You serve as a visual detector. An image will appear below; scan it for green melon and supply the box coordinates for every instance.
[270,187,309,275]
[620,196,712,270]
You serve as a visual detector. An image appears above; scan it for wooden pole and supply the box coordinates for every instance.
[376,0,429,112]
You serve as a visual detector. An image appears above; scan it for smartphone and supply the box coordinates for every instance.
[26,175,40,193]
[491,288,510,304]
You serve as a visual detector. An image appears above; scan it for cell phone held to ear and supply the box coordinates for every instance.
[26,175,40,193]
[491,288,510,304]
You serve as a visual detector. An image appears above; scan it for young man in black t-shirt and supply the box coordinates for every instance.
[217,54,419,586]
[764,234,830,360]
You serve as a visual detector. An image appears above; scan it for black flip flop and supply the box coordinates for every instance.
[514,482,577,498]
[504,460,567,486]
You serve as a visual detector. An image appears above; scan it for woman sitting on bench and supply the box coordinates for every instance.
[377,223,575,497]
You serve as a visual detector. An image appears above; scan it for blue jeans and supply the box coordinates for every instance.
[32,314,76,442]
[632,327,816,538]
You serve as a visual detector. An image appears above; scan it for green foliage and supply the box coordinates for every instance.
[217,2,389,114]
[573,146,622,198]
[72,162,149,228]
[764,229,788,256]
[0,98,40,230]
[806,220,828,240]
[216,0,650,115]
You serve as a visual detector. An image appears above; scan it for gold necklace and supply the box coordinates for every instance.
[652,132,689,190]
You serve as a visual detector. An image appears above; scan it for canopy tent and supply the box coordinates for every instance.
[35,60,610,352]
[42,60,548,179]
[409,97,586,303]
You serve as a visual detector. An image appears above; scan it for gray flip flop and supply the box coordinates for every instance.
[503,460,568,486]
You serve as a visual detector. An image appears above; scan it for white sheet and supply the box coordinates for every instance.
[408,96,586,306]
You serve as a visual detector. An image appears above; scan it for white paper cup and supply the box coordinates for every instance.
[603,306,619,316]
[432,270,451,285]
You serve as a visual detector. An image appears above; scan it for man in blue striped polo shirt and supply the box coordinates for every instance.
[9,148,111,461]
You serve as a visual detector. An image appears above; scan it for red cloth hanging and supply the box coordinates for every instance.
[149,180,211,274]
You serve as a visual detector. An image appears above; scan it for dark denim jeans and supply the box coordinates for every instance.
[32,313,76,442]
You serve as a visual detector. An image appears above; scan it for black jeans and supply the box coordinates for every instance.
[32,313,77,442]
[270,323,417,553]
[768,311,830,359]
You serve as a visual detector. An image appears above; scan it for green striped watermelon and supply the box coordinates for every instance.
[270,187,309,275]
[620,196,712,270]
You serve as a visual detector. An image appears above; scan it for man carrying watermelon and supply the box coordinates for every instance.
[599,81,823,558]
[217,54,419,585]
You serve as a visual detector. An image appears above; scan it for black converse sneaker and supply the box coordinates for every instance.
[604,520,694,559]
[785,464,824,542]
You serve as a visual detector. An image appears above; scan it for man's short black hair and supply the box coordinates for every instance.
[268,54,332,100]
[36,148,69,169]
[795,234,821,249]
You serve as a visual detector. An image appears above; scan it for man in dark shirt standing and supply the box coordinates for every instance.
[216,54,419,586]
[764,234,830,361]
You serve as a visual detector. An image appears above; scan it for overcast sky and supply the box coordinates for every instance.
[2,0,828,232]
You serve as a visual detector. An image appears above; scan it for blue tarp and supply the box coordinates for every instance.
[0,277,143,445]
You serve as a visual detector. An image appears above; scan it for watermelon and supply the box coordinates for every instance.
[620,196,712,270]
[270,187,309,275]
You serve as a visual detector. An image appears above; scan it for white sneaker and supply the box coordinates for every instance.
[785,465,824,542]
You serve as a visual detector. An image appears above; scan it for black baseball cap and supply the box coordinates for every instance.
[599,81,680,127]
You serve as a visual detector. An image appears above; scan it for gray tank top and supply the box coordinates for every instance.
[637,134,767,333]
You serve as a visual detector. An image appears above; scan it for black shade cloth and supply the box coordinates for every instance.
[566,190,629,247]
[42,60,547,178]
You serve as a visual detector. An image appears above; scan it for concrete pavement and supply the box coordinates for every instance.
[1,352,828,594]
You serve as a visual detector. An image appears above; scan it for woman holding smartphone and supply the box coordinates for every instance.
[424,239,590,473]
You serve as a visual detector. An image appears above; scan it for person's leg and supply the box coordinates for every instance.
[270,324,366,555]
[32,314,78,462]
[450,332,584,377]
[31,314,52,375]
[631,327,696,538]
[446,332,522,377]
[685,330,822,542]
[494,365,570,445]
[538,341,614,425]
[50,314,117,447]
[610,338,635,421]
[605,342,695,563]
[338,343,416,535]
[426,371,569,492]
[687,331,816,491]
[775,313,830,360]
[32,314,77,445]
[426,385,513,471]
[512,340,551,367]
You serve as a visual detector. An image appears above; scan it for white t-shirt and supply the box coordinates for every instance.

§ To do
Give back all the material, with each line exactly as it stands.

§ Solution for this exercise
You serve as a visual detector. An image will appear below; scan it for green melon and supply the box coordinates for every instance.
[270,187,309,275]
[620,196,712,270]
You serve as a visual detector. An image appears above; scan it for wooden pole and supply the box coordinates for every instance.
[376,0,429,112]
You serve as a visual detector. An image appears above; scan it for smartphone and supply the box coordinates for every instance.
[26,175,40,193]
[491,288,510,304]
You serve as a visual detector. An image appears above; scan it for cell phone held to ear and supply the box coordinates for every instance.
[26,175,40,193]
[491,288,510,304]
You serve as a visual detector. An image appears above; scan it for young man in black t-shirt and supply the box coordinates for every instance.
[217,54,419,586]
[764,234,830,360]
You serve as a visual detector. An image appears above; scan it for black flip flop and supply the box coordinates for every instance.
[514,482,577,498]
[504,460,567,486]
You serve as a visual detector. An image appears above; scan it for woman sitting on bench and supply the box coordinates for every instance.
[377,223,575,497]
You serve as a visual detector. An image appears above; scan it for blue jeans and supply the box coordinates for every instance.
[32,314,76,442]
[632,327,816,538]
You serve as a visual detector. An image appears above; scan it for green foliage and supply the box coordinates for every instance.
[217,2,389,114]
[573,146,622,198]
[72,162,149,228]
[764,229,788,256]
[0,98,40,230]
[806,220,828,240]
[216,0,650,115]
You serve as a visual detector. An image appears above; scan it for gold necklace and supply the box coordinates for every instance.
[652,132,689,190]
You serve as a visual detector. An image appears above; scan it for canopy tent and supply the box coordinates for every instance.
[35,60,610,352]
[42,60,548,179]
[409,97,586,303]
You serve as a visual detector. An image appears above; scan it for gray flip flop and supply the box coordinates for every instance.
[503,460,568,486]
You serve as a visual detector. An image appears above; scan it for white sheet and supply the box coordinates for every instance.
[408,96,586,306]
You serve as a visual detector. An image appears above; scan it for white paper cup and supply the box coordinates for every instance.
[603,306,619,316]
[432,270,451,285]
You serve as a visual detector. An image appears above; scan it for man in blue striped polo shirt and supply the box coordinates for every instance.
[9,148,111,461]
You serve as a visual detector. An image appears above; scan it for red cloth hanging and supply the box coordinates for every instance.
[149,180,211,274]
You serve as a visual detector. An image appears above; scan it for dark denim jeans and supply the box coordinates for every instance.
[32,313,76,442]
You serve as a visual detector. An image appears above; scan it for black jeans and supply the box coordinates for every instance.
[32,313,77,442]
[270,323,417,553]
[768,311,830,359]
You serve as a visual detector. An image appears above; scan it for green striped watermelon and supply the box coordinates for every instance.
[270,187,309,275]
[620,196,712,270]
You serve as a visual detector. An image appears above; scan it for man carrying watermelon and supply the box coordinates for every instance.
[599,81,823,558]
[217,54,419,585]
You serve as a visual detector. An image appears above; scan it for black converse sneaker and supply the box coordinates for every instance.
[604,520,694,559]
[785,464,824,542]
You serve as a visual detector. An image appears above; scan it for man's short black hair and supply the box coordinates for every instance.
[268,54,332,100]
[36,148,69,169]
[795,234,821,249]
You serve as a visual detector. An image appears above; scan it for man in dark shirt standing and supply the box coordinates for every instance.
[216,54,419,586]
[764,234,830,361]
You serve as a visual detector. An image appears above; scan it for overcast sky and supply the box coordinates for every instance.
[2,0,828,232]
You serve as a visual detector. An image appears above; scan it for blue tarp and supply the box coordinates for every instance.
[0,277,143,445]
You serve as a visual detector. An image appears above; scan it for watermelon and supply the box coordinates for every instance.
[620,196,712,270]
[270,187,309,275]
You serve as a visual detector. An image appears above; scan it for white sneaker and supply the box coordinates for every instance.
[785,465,824,542]
You serve as a visual detector. An image appears above; scan it for black baseball cap and supply the box coordinates for every instance.
[599,81,680,127]
You serve as a visual detector. An image appears above; scan it for gray tank top and supply the box coordinates for every instance.
[637,134,767,333]
You serve as a visual detector. An image appears above; scan it for black shade cloth and supply the box coordinates for every instance.
[566,190,629,247]
[42,60,547,178]
You serve as a visual detector. An image appears above; scan it for concrete pavement and supply the box coordinates for every instance.
[1,352,828,594]
You serve as a visual detector. An image appears above; scan it for woman holding smartphone and supply the box coordinates for every instance.
[424,239,590,473]
You serve as a visual detector. An image appears above; scan it for person's leg and supply the box coordinates for every instance.
[270,324,366,555]
[32,314,78,462]
[450,332,584,377]
[31,314,52,375]
[631,327,696,538]
[446,332,522,377]
[685,330,822,542]
[494,365,570,445]
[538,341,614,425]
[50,314,117,447]
[610,338,635,421]
[605,342,695,563]
[338,343,416,535]
[426,371,569,492]
[687,331,816,491]
[775,313,830,360]
[32,314,77,445]
[426,385,513,471]
[512,340,551,367]
You serve as a visual detector. An image appears above; scan it for white t-shirt and supply the box coordinates for every instance.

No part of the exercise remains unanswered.